▸ WORK INSTRUCTIONS: A faithful copy of each record is required, minus the images.

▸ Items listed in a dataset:
*** Block opens ***

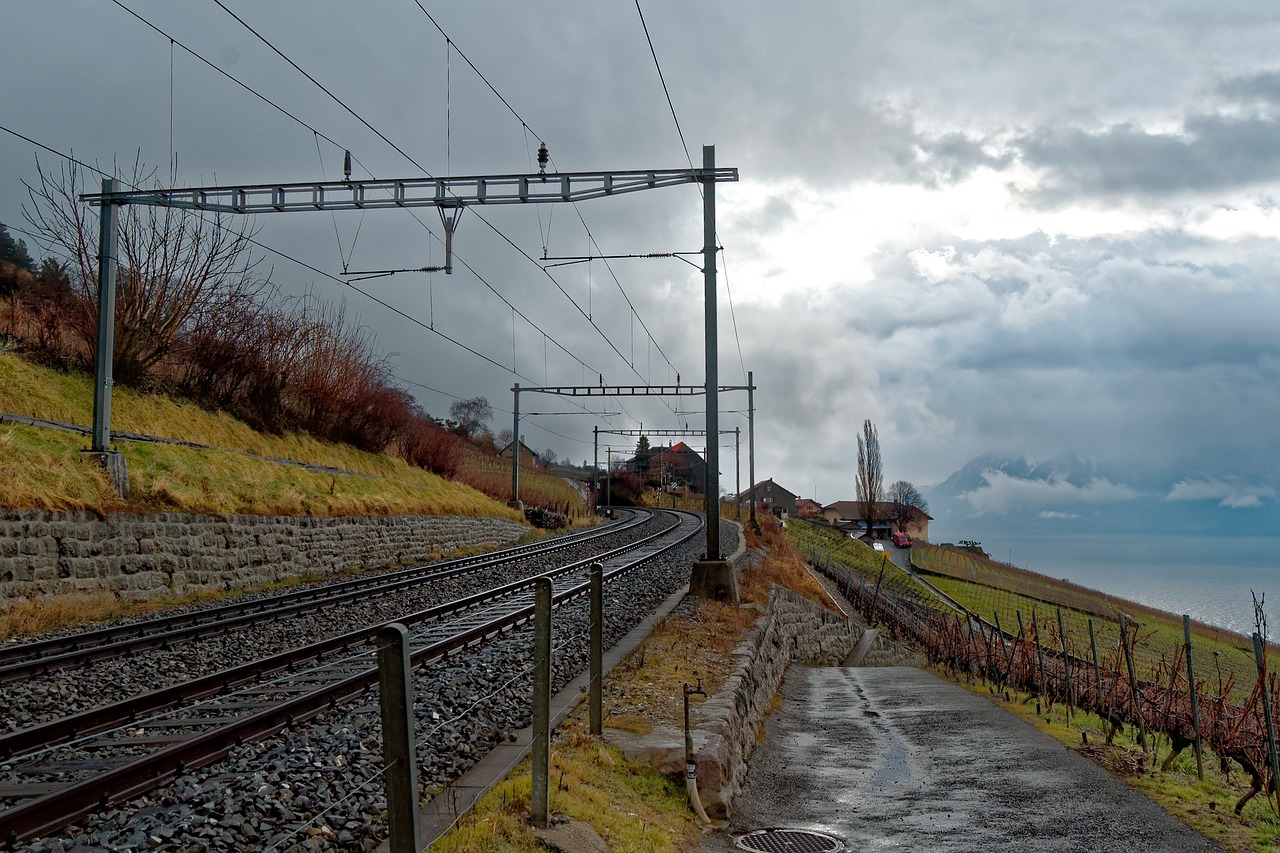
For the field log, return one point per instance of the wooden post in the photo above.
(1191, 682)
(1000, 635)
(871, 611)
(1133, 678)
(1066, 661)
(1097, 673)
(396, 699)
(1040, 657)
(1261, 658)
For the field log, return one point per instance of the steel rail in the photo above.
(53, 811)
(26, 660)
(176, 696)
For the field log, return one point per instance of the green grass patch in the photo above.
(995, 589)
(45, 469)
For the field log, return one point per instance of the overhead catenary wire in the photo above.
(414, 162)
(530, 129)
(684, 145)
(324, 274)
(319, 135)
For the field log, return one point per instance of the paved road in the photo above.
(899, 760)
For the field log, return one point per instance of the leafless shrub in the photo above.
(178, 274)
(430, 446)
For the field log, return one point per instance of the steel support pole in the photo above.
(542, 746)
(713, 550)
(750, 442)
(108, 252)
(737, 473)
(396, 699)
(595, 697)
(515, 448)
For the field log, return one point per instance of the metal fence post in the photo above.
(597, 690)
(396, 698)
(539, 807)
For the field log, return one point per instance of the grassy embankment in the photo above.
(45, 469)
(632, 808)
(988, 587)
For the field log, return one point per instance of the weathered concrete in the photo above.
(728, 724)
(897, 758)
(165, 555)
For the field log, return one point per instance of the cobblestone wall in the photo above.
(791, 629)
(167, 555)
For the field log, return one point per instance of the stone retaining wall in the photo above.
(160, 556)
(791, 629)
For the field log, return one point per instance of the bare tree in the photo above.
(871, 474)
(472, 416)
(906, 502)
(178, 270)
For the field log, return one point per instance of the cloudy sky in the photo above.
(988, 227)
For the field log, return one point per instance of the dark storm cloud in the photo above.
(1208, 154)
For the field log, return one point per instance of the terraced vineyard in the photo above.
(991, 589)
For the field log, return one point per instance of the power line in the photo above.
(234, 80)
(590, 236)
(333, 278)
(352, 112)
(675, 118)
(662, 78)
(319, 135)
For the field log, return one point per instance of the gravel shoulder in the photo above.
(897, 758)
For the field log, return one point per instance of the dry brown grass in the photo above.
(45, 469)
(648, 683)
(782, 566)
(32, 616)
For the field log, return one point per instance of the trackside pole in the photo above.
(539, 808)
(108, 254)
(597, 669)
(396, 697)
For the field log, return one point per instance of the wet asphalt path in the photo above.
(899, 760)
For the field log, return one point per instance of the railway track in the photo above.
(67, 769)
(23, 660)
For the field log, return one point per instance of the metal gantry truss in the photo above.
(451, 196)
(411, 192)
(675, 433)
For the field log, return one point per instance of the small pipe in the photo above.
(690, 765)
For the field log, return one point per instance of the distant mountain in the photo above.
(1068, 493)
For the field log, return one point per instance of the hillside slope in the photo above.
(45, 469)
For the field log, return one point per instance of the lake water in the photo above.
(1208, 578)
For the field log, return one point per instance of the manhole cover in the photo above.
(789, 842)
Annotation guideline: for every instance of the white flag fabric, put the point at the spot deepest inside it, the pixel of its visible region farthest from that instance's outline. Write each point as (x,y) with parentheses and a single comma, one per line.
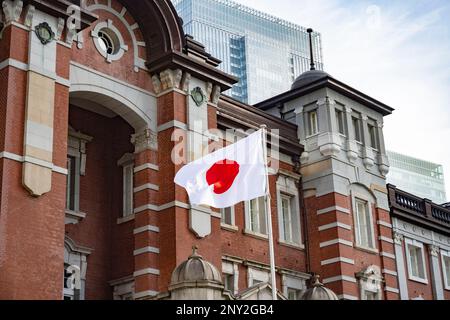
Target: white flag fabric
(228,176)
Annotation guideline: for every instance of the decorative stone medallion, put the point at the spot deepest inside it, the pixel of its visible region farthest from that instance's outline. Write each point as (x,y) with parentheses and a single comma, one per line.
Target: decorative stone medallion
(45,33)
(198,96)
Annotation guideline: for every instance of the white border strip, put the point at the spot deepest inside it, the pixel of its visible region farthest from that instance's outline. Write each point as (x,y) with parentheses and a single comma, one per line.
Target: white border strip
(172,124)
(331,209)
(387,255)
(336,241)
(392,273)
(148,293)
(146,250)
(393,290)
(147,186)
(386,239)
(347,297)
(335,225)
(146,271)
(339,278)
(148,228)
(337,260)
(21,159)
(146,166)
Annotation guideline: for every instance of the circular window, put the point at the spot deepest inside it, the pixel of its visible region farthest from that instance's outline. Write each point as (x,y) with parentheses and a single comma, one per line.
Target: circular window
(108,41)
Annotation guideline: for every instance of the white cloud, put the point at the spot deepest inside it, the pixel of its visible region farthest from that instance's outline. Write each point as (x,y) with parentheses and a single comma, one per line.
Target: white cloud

*** Block closes ***

▸ RESPONSE FOR THIS EXERCISE:
For the field log, return one point per instance of the wooden post in the photo above.
(1191, 682)
(1000, 635)
(871, 611)
(1133, 678)
(1066, 661)
(1097, 673)
(396, 699)
(1040, 657)
(1261, 658)
For the field log, return one point per instance of the steel rail in the photo above.
(53, 811)
(26, 660)
(176, 696)
For the field log, return one point per instance of the green grass patch in the photo above.
(995, 589)
(45, 469)
For the field log, return one point per instance of the overhead catenary wire in the photo above.
(414, 162)
(530, 129)
(684, 145)
(324, 274)
(319, 135)
For the field log, return one point per instance of the paved road in the photo above.
(899, 760)
For the field log, return one point per instance of the leafless shrub in the photo above.
(178, 274)
(430, 446)
For the field log, return one point per instance of the steel support pole in the photo above.
(542, 746)
(713, 550)
(750, 442)
(108, 252)
(737, 473)
(396, 699)
(595, 697)
(515, 448)
For the field log, return one point per instance of the metal fence post in the photo above.
(597, 690)
(396, 698)
(539, 807)
For the field log, return one point per instance of the grassy embankment in the photo above.
(45, 469)
(632, 808)
(988, 587)
For the field log, return one point per instance of the weathered concrete in the photo above.
(728, 724)
(897, 758)
(165, 555)
For the field log, return one point per instance of the cobblestone wall in the photo above.
(791, 629)
(167, 555)
For the field log, return one point per instance of the stone retaining wall in the photo above.
(160, 556)
(791, 629)
For the field log, return one point per instance of the bare tree in the photo above.
(871, 474)
(472, 416)
(906, 502)
(178, 270)
For the field log, return one point per instance of the cloudy sky in the photo above.
(988, 227)
For the field log, return one point per instance of the dark storm cloud in the photo above.
(1208, 154)
For the field log, return one point per instance of the terraced vineyard in the photo above.
(991, 589)
For the field log, return one point per instance of the power line in the photo above.
(234, 80)
(590, 236)
(333, 278)
(352, 112)
(675, 118)
(662, 78)
(319, 135)
For the field log, return one point per instance of the gravel shoulder in the photo above.
(897, 758)
For the field log, return one point per instance of the dry brown grass in the photo above.
(45, 469)
(648, 683)
(782, 566)
(32, 616)
For the field log, return one point per instance of the trackside pole in the photo above.
(539, 808)
(108, 254)
(597, 669)
(396, 697)
For the field log, return one point per instance of the wet asphalt path in the photo above.
(899, 760)
For the field log, return one point per instance of the railway track in the photo above.
(67, 769)
(23, 660)
For the field log, return one point per instance of the metal gantry truss in the photo above.
(451, 196)
(411, 192)
(675, 433)
For the field log, return one point per instance of the small pipe in the photo above.
(690, 765)
For the field log, return one point per instance of the distant mountain in the photo above.
(1068, 493)
For the field log, return one point per instance of the hillside slope in the photo above.
(45, 469)
For the field log, return one point per instance of the lake water in the photo above.
(1208, 578)
For the field log, return one point per instance of the manhole cover in the photo above.
(789, 842)
Annotation guideline: for every instance of the white flag fabric, put the point at the spot deepest inside it, the pixel of its visible region farthest from that instance's outline. Write each point as (x,y) with parentheses and a single comma, one per line.
Target: white flag fabric
(228,176)
Annotation guideline: for every instance of the decorative stone medallion, put the point at the spot deepest inside it, the pixel of its visible region farthest from that instance's outline. Write each point as (x,y) with parentheses and a single comma, one per line.
Target: decorative stone medallion
(45,33)
(198,96)
Annotation guideline: for every instance of the white border strip, put the point at the spot deepest inside it, the pixel of its visible region farthest from that instance's outline. Write each point as (x,y) with parentheses and a single comma, one per line.
Target: white border strip
(172,124)
(331,209)
(387,255)
(336,241)
(392,273)
(148,293)
(146,250)
(393,290)
(147,186)
(386,239)
(347,297)
(335,225)
(146,271)
(339,278)
(148,228)
(337,260)
(21,159)
(146,166)
Annotation guideline: for every instance of the circular window, put the point at the spot deepest inside it, the pixel of its visible region farthest from that instance's outline. Write each point as (x,y) with parentheses and a single comma, one per line.
Target: circular window
(108,41)
Annotation guideline: for every instance of the white cloud, put the point at the spot deepest inside it, the pixel of its visible region farthest from that instance's outline. Write each point as (x,y) with parentheses and a single comma, one per line.
Target: white cloud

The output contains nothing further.